Stated problem. Your task is to transcribe all of the records exactly and leave out the pictures.

Exercise input.
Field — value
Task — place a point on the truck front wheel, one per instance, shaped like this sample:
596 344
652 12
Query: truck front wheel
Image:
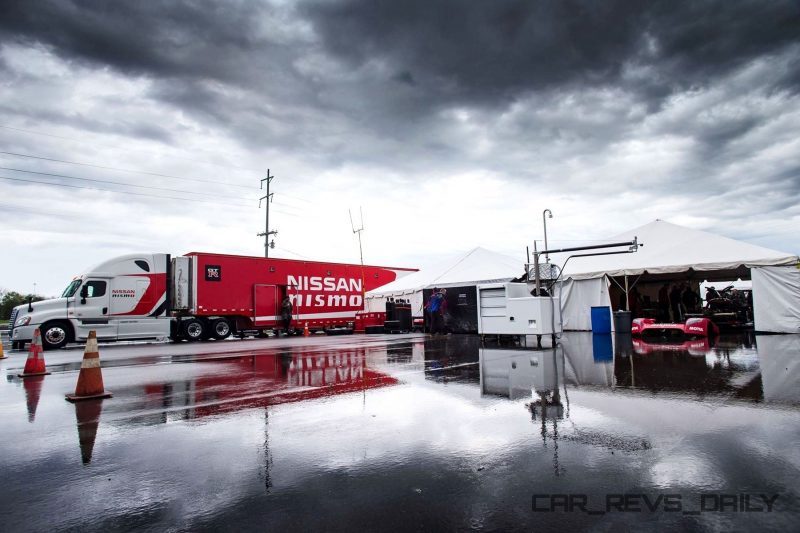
220 329
55 335
193 329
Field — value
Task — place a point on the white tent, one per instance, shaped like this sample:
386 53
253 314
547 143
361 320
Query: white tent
479 265
672 252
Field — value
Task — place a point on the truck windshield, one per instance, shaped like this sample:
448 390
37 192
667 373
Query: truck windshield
71 288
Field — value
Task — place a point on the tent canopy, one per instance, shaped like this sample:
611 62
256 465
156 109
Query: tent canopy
479 265
669 250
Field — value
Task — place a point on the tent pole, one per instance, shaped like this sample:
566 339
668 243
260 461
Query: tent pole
627 299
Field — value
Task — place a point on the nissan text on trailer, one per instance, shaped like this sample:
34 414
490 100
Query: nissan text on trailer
198 296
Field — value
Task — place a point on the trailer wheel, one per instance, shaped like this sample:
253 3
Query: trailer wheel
220 329
193 329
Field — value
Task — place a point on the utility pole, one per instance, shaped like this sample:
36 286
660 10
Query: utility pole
268 199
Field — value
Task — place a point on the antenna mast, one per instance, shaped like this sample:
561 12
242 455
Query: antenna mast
360 251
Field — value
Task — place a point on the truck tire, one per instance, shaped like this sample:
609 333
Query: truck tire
193 329
220 329
55 335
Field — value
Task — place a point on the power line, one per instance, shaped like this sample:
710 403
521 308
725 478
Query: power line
119 169
130 193
123 183
139 172
79 141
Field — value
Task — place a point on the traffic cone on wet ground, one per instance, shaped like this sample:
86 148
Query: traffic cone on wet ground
33 390
90 379
34 366
88 416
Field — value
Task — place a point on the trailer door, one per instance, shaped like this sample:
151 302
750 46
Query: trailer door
266 304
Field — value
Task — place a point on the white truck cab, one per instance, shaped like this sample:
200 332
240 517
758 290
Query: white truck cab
125 297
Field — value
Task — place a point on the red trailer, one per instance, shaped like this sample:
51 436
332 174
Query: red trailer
245 293
196 297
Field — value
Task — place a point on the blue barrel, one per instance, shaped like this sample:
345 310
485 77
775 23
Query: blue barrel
602 349
601 320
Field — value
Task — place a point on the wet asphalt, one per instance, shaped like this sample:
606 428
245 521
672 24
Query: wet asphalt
409 432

Final result.
Field — value
Task — place a point on the truck front wheel, one per instance, shaped like this sample:
596 344
652 12
Query: truck front wheel
Image:
220 329
55 335
193 329
Field — value
Task — place a point on the white tent, one per instance, shaped like this sample:
386 53
253 314
547 143
361 320
Query: white tent
479 265
672 252
Field — value
Task — place a point on the truck windshield, one per instance, shaped like this sample:
448 390
37 192
667 373
Query: truck windshield
71 288
Field — value
Task — place a point on the tent canopy, one per instance, shaped like this sample:
611 62
256 465
156 109
Query: tent canopy
479 265
669 250
Field — value
Task — place a point on the tent pole, one per instance, shaped like this sample:
566 339
668 243
260 461
Query: tent pole
627 299
Field — value
Task — place a point on the nissan text on trailer, one per instance, shaped like this sample:
34 414
490 100
Query: nissan text on trailer
198 296
Field — value
Task — place a point on the trailer wheel, one per instance, shaped like this sample:
253 3
Query: trailer wheel
220 329
193 329
Field — value
Task — place a point on the utility pole, one per instance, shaped like this sample:
36 286
660 10
Query: utility pole
268 199
Field — value
Task — place a point on the antenna mast, one per instance, shaped like this sample:
561 12
242 455
Query: antenna mast
360 251
Field — value
Task — place a point on the truck tire, one per instance, shaped like this sample:
609 333
Query: truck tire
193 329
220 329
55 335
Field — value
Task — place a point on the power line, one per instance, shaped like this sample:
710 403
521 308
725 478
Query: power line
119 169
130 193
123 183
139 172
79 141
Field — value
Task — place a point on the traffic cone on wet ground, one per instance, shaped like this sample:
86 148
Query: traffic cone on wet ground
33 390
90 379
34 366
88 416
Field — value
Task — place a point on the trailer door, one per instance, shaped like this sample:
151 302
750 46
Query: trailer door
266 304
Field — value
Task — place a point on the white truck cab, one per instance, shaped like this sample:
200 332
240 517
758 290
Query: white truck cab
125 297
Field — value
Task — place a point on the red trailer, one per instance, shaped like this sample:
51 436
332 174
Query: red trailer
245 293
196 297
Field — value
Task — place a point on the blue barrel, one per instance, shaped like this sample:
345 310
485 77
775 23
Query: blue barrel
602 349
601 320
Field — value
Task — place a point on the wet asphalt, one per instance, shaped like this sample:
606 428
245 521
672 24
Query: wet asphalt
409 432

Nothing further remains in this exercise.